EXERCISE BRIEF —
Return every line from the rows below that contains the word "logo". Matching is case-sensitive.

Position annotation records:
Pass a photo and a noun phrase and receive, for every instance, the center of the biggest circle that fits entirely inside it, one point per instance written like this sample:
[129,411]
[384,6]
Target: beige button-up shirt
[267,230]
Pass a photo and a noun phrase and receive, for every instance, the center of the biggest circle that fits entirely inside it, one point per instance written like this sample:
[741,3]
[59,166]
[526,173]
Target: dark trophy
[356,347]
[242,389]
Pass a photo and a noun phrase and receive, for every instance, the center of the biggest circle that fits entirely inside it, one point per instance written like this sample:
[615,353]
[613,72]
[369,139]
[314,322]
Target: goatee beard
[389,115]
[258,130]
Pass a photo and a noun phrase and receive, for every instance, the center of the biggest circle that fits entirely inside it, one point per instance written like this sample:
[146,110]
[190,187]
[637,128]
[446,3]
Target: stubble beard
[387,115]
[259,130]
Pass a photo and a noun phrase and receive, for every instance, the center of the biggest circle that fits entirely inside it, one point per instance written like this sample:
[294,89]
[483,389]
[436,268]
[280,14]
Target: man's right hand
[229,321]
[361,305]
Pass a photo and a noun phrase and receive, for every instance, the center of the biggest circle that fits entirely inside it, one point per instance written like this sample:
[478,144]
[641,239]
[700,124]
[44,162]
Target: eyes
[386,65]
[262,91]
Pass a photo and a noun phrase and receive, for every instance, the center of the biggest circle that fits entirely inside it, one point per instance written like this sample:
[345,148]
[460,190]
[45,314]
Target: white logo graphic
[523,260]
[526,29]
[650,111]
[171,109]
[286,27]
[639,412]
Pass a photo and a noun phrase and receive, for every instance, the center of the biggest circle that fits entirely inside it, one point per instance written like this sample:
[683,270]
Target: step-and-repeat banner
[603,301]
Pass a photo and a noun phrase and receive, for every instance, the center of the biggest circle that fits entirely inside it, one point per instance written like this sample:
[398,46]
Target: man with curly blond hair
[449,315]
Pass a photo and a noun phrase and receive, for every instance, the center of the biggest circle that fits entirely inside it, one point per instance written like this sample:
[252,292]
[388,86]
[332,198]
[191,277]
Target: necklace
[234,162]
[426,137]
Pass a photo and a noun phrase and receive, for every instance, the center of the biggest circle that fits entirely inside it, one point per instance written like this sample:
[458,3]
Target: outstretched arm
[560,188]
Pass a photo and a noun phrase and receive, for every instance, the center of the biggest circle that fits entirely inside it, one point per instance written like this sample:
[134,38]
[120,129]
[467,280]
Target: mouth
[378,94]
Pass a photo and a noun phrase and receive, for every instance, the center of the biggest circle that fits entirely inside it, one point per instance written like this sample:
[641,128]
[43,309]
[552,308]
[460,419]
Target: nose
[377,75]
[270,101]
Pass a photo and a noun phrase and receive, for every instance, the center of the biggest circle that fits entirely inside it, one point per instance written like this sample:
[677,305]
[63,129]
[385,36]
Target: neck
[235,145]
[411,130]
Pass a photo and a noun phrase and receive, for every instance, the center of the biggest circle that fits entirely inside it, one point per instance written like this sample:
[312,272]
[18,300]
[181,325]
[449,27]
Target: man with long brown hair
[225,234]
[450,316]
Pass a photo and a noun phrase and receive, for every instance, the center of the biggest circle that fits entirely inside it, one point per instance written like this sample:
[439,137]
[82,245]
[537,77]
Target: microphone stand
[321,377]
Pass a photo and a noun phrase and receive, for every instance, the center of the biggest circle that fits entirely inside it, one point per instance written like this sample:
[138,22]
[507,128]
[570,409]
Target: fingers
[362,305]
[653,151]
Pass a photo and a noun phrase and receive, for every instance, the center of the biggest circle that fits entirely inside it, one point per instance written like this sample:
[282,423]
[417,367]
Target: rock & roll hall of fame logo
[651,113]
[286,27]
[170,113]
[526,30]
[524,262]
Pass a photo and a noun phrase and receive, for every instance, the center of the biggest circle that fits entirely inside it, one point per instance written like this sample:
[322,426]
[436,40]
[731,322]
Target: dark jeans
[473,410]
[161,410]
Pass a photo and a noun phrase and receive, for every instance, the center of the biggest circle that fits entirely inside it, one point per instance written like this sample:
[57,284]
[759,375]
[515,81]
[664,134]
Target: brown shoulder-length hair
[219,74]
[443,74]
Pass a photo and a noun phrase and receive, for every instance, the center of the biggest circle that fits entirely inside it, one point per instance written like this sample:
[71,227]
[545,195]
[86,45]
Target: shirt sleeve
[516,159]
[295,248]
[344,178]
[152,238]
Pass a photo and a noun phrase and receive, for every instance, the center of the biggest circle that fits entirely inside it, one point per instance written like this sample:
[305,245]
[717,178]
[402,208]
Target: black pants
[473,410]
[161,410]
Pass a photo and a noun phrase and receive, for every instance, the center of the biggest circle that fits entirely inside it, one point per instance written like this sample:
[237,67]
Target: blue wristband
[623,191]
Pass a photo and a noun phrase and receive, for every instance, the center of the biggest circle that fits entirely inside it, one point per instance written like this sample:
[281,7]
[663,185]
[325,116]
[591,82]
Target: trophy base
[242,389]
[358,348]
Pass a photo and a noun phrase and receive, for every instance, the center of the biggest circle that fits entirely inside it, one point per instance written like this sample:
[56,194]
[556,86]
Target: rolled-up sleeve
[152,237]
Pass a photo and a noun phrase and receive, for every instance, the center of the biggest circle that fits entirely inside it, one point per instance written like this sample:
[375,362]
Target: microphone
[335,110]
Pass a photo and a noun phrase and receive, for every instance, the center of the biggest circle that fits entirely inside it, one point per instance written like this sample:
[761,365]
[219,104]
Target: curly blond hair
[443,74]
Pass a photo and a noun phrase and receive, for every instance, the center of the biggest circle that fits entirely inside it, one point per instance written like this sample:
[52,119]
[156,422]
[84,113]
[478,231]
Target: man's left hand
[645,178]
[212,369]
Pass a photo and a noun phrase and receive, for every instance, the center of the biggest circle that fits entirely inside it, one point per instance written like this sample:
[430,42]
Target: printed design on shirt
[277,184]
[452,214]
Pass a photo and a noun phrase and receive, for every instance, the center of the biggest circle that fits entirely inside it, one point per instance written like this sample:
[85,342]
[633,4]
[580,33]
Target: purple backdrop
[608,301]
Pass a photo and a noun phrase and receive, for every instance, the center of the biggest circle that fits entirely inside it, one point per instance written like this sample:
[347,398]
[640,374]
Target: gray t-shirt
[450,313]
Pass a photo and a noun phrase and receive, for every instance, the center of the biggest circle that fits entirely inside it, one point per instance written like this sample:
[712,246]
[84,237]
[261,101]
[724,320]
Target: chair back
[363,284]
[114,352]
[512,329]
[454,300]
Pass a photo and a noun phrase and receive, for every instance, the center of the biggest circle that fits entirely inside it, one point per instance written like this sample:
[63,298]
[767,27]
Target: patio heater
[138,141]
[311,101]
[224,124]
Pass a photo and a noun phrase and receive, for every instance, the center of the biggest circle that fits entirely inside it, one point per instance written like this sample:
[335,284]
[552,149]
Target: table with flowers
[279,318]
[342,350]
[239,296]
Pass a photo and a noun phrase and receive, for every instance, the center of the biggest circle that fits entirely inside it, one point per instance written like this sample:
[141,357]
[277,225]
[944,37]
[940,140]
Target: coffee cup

TASK RESULT —
Target: white logo graphic
Target: rock & roll hall of fame logo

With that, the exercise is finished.